Selected extract:
═══
Imputation can be performed using either default values or user-defined values. To specify the parameters, please use a dictionary in the following format:

config = {"rank": 5, "epsilon": 0.01, "iterations": 100}
imputer.impute(params=config)

All algorithms developed in ImputeGAP are available in the ts.algorithms module, which can be listed as follows:

from imputegap.recovery.manager import TimeSeries
ts = TimeSeries()
print(f"Imputation algorithms : {ts.algorithms}")

Parameter Tuning

The Optimizer component manages algorithm configuration and hyperparameter tuning. The parameters are defined by providing a dictionary containing the ground truth, the chosen optimizer, and the optimizer's options. Several search algorithms are available, including those provided by Ray Tune.

Example Auto-ML

You can find this example in the file runner_optimization.py.

Let's illustrate the imputation using the CDRec algorithm and Ray-Tune AutoML:

from imputegap.recovery.imputation import Imputation
from imputegap.recovery.manager import TimeSeries
from imputegap.tools import utils

# initialize the time series object
ts = TimeSeries()

# load and normalize the dataset
ts.load_series(utils.search_path("eeg-alcohol"))
ts.normalize(normalizer="z_score")

# contaminate and impute the time series
ts_m = ts.Contamination.mcar(ts.data)
imputer = Imputation.MatrixCompletion.CDRec(ts_m)
═══
Problem to work on: Set down the part of the ImputeGAP imputation text that starts at the words "All algorithms developed" and ends after the words "by Ray Tune.", copying it without any change.

Entries shown:
═══
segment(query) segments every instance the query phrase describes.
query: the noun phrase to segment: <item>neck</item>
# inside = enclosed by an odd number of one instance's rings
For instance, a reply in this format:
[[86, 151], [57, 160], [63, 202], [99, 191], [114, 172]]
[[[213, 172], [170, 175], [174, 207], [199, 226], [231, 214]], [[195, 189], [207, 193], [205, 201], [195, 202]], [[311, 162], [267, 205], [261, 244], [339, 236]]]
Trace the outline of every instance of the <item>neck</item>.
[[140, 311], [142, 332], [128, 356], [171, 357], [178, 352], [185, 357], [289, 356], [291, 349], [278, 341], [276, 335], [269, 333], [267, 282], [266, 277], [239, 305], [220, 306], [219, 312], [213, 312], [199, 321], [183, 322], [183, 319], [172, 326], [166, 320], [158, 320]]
═══
Completed task:
All algorithms developed in ImputeGAP are available in the ts.algorithms module, which can be listed as follows:

from imputegap.recovery.manager import TimeSeries
ts = TimeSeries()
print(f"Imputation algorithms : {ts.algorithms}")

Parameter Tuning

The Optimizer component manages algorithm configuration and hyperparameter tuning. The parameters are defined by providing a dictionary containing the ground truth, the chosen optimizer, and the optimizer's options. Several search algorithms are available, including those provided by Ray Tune.